** START OF Selection **

I have had problems with Tux Racer being slow in both MDK 9.1 and RedHat 9.0 and previous versions, is there a way to make this thing go??? I had it going ONE TIME, really nice and fast, then after that I dont know what I am doing on loading the OS to make it slow.. but let me tell ya,, its SLOOOWWWW..
Anyone got any ideas?
Well I did one thing to increase system wide performance tenfold..........
Code:
hdparm -d 1 -c 1 -k 1 /dev/hda and same for /dev/hdb
.this turns on DMA and increases IO support to 32-bit.
these are recent new drives so they support this. The -k flag keeps these setting intact during uptime.
Code:
/dev/hda buffered disk reads 64 MB in 2.32 seconds = 28.70 MB/sec
Originally posted by 320mb Well I did one thing to increase system wide performance tenfold..........
Code:
hdparm -d 1 -c 1 -k 1 /dev/hda and same for /dev/hdb
.this turns on DMA and increases IO support to 32-bit.
these are recent new drives so they support this. The -k flag keeps these setting intact during uptime.

** END OF Selection **
** START OF Dataset entries **

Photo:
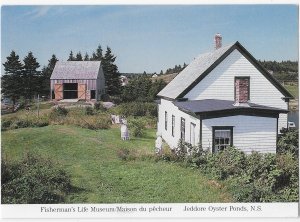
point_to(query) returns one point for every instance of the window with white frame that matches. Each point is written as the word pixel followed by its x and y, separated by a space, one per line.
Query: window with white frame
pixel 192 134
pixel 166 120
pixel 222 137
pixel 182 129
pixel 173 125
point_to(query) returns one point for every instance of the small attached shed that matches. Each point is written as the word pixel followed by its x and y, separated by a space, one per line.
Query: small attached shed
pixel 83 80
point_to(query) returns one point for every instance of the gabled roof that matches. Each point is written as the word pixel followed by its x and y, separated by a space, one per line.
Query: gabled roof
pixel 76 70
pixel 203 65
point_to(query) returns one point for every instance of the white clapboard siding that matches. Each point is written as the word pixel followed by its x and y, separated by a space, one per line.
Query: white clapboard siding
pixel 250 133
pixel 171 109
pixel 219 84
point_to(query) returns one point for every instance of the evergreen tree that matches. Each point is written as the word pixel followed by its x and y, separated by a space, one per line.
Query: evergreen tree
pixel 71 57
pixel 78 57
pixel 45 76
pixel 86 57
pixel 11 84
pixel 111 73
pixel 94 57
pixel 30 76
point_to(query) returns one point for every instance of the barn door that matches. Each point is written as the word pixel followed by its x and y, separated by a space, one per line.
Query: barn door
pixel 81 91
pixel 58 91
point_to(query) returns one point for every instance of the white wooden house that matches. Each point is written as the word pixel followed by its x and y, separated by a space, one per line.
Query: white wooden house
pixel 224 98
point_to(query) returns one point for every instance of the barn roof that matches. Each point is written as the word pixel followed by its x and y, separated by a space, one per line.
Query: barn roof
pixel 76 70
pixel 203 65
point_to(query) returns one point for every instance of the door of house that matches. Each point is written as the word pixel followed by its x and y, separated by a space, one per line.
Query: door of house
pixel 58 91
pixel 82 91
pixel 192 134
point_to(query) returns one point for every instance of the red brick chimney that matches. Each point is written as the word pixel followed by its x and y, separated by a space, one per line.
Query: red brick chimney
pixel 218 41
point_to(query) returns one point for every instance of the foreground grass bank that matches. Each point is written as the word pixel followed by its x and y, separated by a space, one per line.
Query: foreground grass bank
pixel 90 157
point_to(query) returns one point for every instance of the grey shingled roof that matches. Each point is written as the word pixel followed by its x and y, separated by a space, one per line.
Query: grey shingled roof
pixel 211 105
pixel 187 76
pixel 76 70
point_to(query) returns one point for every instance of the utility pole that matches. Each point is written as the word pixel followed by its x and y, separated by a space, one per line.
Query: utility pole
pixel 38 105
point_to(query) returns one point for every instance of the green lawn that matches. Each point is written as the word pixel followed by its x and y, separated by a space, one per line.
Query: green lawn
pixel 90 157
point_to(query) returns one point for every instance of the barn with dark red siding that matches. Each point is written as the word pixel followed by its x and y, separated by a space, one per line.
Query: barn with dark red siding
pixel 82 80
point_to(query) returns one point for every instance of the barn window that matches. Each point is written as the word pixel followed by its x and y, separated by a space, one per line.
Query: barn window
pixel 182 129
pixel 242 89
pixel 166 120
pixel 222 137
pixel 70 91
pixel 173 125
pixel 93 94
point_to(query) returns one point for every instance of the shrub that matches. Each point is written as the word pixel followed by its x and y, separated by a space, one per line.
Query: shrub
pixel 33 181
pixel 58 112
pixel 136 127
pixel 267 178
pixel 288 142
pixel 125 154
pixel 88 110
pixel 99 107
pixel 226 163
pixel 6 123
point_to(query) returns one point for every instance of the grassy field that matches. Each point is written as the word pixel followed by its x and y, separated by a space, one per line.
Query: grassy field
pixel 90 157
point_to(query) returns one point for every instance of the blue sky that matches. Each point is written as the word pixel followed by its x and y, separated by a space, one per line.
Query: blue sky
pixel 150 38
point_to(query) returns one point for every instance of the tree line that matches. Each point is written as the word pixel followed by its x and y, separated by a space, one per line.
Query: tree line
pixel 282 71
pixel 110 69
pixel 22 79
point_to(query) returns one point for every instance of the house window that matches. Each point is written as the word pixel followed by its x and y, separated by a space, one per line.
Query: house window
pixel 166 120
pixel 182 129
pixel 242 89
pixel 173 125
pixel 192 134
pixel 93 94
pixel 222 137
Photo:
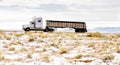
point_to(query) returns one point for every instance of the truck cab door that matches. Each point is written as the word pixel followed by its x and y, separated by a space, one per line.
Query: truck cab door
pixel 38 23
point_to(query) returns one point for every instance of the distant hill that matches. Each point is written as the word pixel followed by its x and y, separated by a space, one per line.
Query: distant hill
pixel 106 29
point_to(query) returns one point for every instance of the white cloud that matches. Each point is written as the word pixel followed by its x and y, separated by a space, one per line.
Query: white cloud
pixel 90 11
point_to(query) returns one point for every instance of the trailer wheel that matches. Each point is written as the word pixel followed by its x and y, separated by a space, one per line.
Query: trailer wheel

** END OF Dataset entries **

▶ **Stated goal 1**
Answer these from the Tux Racer thread:
(a) In which two operating systems was Tux Racer slow?
(b) What does the -k flag do?
(c) What speed is shown for buffered disk reads on /dev/hda?
▶ **Stated goal 2**
Copy the part of the Tux Racer thread that opens with the words containing "I have had problems" and closes with "got any ideas?".
▶ **Stated goal 3**
Write what comes next in the Tux Racer thread, picking up after its final sentence.
The items have nothing to do with the Tux Racer thread.

▶ **Response 1**
(a) MDK 9.1 and RedHat 9.0.
(b) It keeps the settings intact during uptime.
(c) 28.70 MB/sec (64 MB in 2.32 seconds).

▶ **Response 2**
I have had problems with Tux Racer being slow in both MDK 9.1 and RedHat 9.0 and previous versions, is there a way to make this thing go??? I had it going ONE TIME, really nice and fast, then after that I dont know what I am doing on loading the OS to make it slow.. but let me tell ya,, its SLOOOWWWW..
Anyone got any ideas?

▶ **Response 3**
Code:
/dev/hda buffered disk reads 64 MB in 2.32 seconds = 28.70 MB/sec
Quite an increase from what it was!
that could work too...
but by installing the right drivers you would see significant increase in speed... dont forget to edit your XF86Config...
I actually had the same problem before with my games like Tux Racer and Chromium...
If you search the forums here you can actually see alot of threads similar to this one....
If you're using an Nvidia card, then pull the latest drivers off of their site. They have an automatic driver install script (pretty slick).... after that its just a matter of editing your Xconfig file and all should be good.
No No No, you're all wrong. You need your 3d card drivers installed, not just the ones that come with your distro, tux racer uses the GLX renderer, NVIDIA's driver set has it, I was running the game fine on those (racing that damn penquin down the hill was a bitch) and recently switched to a radeon card, ive yet to install the drivers for it. regardless just get the newest drivers for your video card and install those and you should be set.
Originally posted by PrimaryDataLoop No No No, you're all wrong. You need your 3d card drivers installed, not just the ones that come with your distro, tux racer uses the GLX renderer, NVIDIA's driver set has it, I was running the game fine on those (racing that damn penquin down the hill was a bitch) and recently switched to a radeon card, ive yet to install the drivers for it. regardless just get the newest drivers for your video card and install those and you should be set.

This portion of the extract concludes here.